What you need to do: Write out the material below again, substituting "nonzero" for each occurrence of "even-odd" and keeping every other character the same.

Excerpts of annotation records:
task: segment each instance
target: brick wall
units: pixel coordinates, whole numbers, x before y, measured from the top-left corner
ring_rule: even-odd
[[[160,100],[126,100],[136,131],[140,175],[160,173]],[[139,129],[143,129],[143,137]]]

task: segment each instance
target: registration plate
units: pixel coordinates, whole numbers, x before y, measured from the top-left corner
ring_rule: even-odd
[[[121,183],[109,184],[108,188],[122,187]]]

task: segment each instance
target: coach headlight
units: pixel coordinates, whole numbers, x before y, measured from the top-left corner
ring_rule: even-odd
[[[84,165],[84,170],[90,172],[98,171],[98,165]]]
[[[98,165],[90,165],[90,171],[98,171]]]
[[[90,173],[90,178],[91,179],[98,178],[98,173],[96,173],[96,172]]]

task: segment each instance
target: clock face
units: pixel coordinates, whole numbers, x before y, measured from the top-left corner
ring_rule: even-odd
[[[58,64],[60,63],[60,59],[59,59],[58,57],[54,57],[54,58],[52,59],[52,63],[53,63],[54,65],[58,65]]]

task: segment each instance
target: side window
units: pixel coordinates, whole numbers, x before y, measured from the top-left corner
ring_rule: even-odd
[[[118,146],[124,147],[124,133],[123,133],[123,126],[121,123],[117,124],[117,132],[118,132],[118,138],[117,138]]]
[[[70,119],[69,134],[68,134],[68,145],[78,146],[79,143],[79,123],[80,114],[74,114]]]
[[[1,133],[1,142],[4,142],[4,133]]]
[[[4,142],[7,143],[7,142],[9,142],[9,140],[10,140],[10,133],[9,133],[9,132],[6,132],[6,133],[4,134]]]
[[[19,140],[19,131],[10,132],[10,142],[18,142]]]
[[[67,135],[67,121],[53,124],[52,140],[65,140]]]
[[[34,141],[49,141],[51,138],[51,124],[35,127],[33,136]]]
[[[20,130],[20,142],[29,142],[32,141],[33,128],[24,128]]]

Final answer:
task: segment each instance
target: brick wall
units: pixel coordinates, whole numbers, x before y, measured from the top-left corner
ring_rule: nonzero
[[[160,100],[126,100],[136,131],[140,175],[160,173]],[[139,129],[143,129],[143,137]]]

task: segment each instance
target: registration plate
units: pixel coordinates, whole numbers, x before y, measured from the top-left corner
ring_rule: nonzero
[[[121,183],[109,184],[108,188],[122,187]]]

task: segment each instance
target: coach headlight
units: pixel coordinates, whole numbers, x before y, measured from the top-left corner
ring_rule: nonzero
[[[84,165],[84,170],[90,172],[98,171],[98,165]]]
[[[98,165],[90,165],[90,171],[98,171]]]
[[[90,173],[90,178],[91,179],[98,178],[98,173],[96,173],[96,172]]]

task: segment each instance
target: clock face
units: pixel coordinates, whole numbers, x before y, measured from the top-left corner
ring_rule: nonzero
[[[58,64],[60,63],[60,59],[59,59],[58,57],[54,57],[54,58],[52,59],[52,63],[53,63],[54,65],[58,65]]]

task: segment each instance
target: side window
units: pixel coordinates, whole numbers, x before y, measured from the top-left corner
ring_rule: nonzero
[[[118,146],[124,147],[124,133],[123,133],[123,126],[121,123],[117,124],[117,132],[118,132],[118,138],[117,138]]]
[[[70,119],[69,134],[68,134],[68,145],[78,146],[79,143],[79,123],[80,114],[74,114]]]
[[[1,133],[1,142],[4,142],[4,133]]]
[[[4,142],[7,143],[7,142],[9,142],[9,140],[10,140],[10,133],[9,133],[9,132],[6,132],[6,133],[4,134]]]
[[[19,140],[19,131],[10,132],[10,142],[18,142]]]
[[[67,135],[67,121],[53,124],[52,140],[65,140]]]
[[[34,141],[49,141],[51,138],[51,124],[35,127],[33,136]]]
[[[20,130],[20,142],[29,142],[32,141],[33,128],[24,128]]]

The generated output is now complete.